◆ **Task directions**: Data follows below. Repeat exactly the lines between the line holding "Target: blonde woman" and the line holding "[[187, 101], [233, 465]]", inclusive, and nothing more; drop pictures.

Image-grounded pointing data:
%%
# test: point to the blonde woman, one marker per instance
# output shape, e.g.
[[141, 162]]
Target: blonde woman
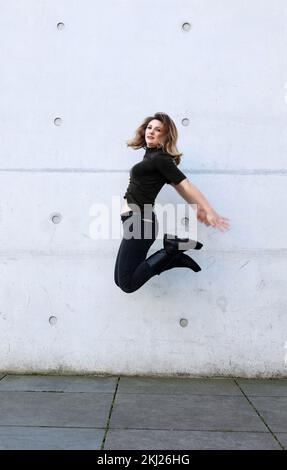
[[157, 135]]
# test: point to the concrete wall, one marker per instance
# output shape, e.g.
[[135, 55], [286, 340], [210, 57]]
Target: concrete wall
[[113, 63]]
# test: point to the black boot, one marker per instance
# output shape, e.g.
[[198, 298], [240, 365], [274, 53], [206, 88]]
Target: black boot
[[174, 244], [160, 261], [183, 261]]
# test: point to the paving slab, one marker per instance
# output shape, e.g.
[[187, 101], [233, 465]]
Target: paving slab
[[178, 386], [56, 383], [41, 438], [188, 440], [194, 412], [273, 410], [55, 409], [264, 387], [282, 437]]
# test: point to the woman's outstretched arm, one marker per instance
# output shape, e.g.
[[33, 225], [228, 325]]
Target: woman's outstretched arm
[[205, 213]]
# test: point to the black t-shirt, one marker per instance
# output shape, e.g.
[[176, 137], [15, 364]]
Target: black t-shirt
[[149, 176]]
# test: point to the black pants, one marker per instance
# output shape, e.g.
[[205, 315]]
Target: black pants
[[131, 268]]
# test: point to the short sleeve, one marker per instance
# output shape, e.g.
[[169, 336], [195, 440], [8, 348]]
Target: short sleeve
[[166, 165]]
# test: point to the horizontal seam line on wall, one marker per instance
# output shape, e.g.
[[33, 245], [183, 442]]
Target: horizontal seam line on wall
[[262, 171]]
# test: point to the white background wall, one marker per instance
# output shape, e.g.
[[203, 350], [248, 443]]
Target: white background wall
[[114, 63]]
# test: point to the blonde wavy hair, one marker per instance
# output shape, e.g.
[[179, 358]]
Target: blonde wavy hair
[[170, 136]]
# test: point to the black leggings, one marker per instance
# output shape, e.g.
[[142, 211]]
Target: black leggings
[[131, 269]]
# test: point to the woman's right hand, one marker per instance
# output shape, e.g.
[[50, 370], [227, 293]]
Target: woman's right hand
[[217, 221]]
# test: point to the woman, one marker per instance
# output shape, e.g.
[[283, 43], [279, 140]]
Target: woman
[[157, 135]]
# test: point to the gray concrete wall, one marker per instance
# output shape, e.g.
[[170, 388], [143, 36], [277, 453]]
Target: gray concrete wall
[[112, 64]]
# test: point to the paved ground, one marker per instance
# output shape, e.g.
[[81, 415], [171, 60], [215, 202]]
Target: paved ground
[[88, 412]]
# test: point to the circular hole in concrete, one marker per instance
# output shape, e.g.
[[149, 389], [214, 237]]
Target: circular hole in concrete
[[186, 27], [57, 121], [53, 320], [56, 218]]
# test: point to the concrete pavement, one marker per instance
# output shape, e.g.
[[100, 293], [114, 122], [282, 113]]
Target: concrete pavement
[[143, 413]]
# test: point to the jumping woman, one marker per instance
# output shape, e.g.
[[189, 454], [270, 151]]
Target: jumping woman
[[158, 136]]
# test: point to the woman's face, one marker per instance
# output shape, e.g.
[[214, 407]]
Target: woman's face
[[154, 133]]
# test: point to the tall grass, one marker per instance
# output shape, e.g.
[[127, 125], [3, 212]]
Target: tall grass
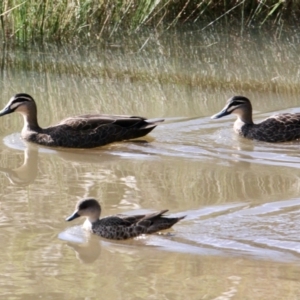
[[24, 21]]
%%
◆ **The answer**:
Target: blonde woman
[[157, 135]]
# test: point to the concrete wall, one marker per instance
# output shape, e.g.
[[135, 55], [286, 340], [210, 57]]
Target: concrete wall
[[113, 63]]
# test: point to the black boot, one marker per instance
# output shape, e.g.
[[198, 298], [240, 365], [274, 53], [206, 88]]
Target: black boot
[[174, 244], [160, 261], [183, 261]]
# test: point to the paving slab, one marker per instance
# output shape, e.g.
[[187, 101], [233, 465]]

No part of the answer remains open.